Rewrite every line of the listing below, adding 122 to each coordinate given in the answers.
** start ENTRIES SHOWN **
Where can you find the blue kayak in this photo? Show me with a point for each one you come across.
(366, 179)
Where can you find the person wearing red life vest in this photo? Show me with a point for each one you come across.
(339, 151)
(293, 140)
** end ENTRIES SHOWN **
## RESULT OF THIS TASK
Where can you find the blue kayak in this photo? Show me with a point for each one you come across.
(488, 301)
Where can you find the person wearing red life vest in this photo? Show me with a point for each one you come across.
(461, 273)
(415, 262)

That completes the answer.